WHAT YOU NEED TO DO: Rewrite the listing below so that "even-odd rule" becomes "nonzero winding rule" throughout, with everything else left unchanged. Omit the pictures from your answer.

DATA:

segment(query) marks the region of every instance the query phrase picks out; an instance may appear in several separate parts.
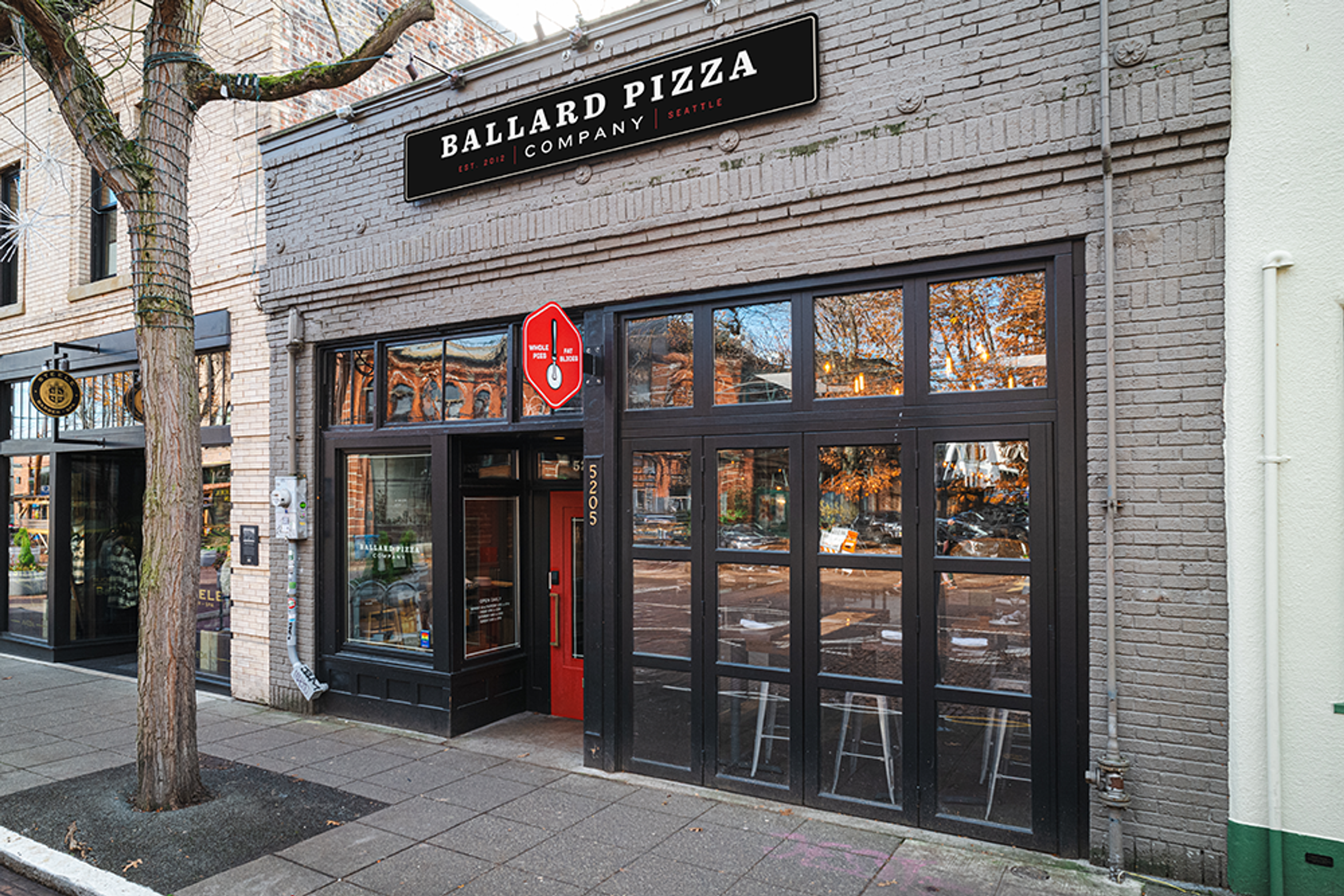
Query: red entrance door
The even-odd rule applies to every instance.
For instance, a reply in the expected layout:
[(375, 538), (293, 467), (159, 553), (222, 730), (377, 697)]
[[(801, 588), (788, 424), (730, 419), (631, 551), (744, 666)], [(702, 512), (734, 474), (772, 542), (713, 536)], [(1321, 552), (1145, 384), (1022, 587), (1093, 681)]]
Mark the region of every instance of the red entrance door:
[(551, 713), (583, 717), (583, 496), (551, 493)]

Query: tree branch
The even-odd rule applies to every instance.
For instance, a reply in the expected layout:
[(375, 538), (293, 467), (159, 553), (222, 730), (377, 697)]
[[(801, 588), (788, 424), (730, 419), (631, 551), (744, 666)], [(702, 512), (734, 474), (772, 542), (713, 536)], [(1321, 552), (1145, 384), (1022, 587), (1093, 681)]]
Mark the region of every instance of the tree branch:
[(138, 153), (113, 114), (102, 78), (71, 24), (83, 8), (48, 0), (0, 0), (0, 12), (7, 13), (24, 58), (55, 97), (75, 145), (114, 192), (126, 193), (142, 175)]
[[(396, 39), (418, 21), (434, 19), (434, 0), (406, 0), (378, 26), (358, 50), (333, 63), (313, 62), (284, 75), (224, 74), (203, 63), (188, 69), (187, 95), (198, 106), (215, 99), (274, 102), (312, 90), (329, 90), (351, 83), (382, 59)], [(226, 97), (220, 87), (228, 89)]]

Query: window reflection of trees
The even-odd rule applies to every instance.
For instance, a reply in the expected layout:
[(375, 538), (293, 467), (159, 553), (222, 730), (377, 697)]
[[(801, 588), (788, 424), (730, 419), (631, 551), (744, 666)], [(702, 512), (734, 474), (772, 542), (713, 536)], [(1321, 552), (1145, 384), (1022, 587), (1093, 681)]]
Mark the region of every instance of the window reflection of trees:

WORKED SOLUTION:
segment(query) marks the region of every instance the query phrase picks out; an instance may appear in several separate parts.
Query: red entrance door
The nonzero winding rule applies to every instance.
For instance, a reply in the expected layout:
[(375, 538), (293, 467), (159, 553), (222, 730), (377, 697)]
[[(801, 588), (788, 424), (730, 419), (631, 551), (744, 666)], [(702, 512), (734, 474), (772, 542), (713, 536)], [(1321, 552), (1145, 384), (1022, 587), (1093, 681)]]
Mark the region of every instance of the red entrance door:
[(551, 713), (583, 717), (583, 496), (551, 493)]

Query: tree branch
The nonzero winding rule applies to every instance.
For instance, a reply in the expected layout:
[(375, 538), (293, 467), (159, 553), (222, 730), (377, 697)]
[[(801, 588), (788, 424), (730, 419), (631, 551), (744, 666)], [(702, 512), (734, 474), (772, 542), (713, 536)], [(1321, 552), (1145, 384), (1022, 587), (1093, 681)]]
Mark the region of every instance of the tree branch:
[(138, 153), (113, 114), (102, 78), (71, 24), (83, 8), (48, 0), (0, 0), (0, 12), (7, 13), (24, 58), (55, 97), (75, 145), (114, 192), (126, 193), (142, 175)]
[[(396, 39), (418, 21), (434, 19), (434, 0), (406, 0), (378, 26), (358, 50), (333, 63), (313, 62), (284, 75), (224, 74), (203, 63), (188, 69), (187, 95), (198, 106), (215, 99), (274, 102), (312, 90), (329, 90), (351, 83), (382, 59)], [(226, 97), (220, 87), (228, 89)]]

Query: window reflection of trees
The nonzero winding rule applies to every instance.
For instance, a reply in the expected layout:
[(375, 538), (293, 467), (159, 553), (222, 730), (377, 697)]
[[(801, 588), (788, 424), (730, 419), (631, 551), (744, 666)], [(702, 512), (734, 474), (772, 542), (713, 536)], [(1321, 552), (1145, 384), (1022, 587), (1093, 681)]]
Mark the region of every instance of the window reflection of trees:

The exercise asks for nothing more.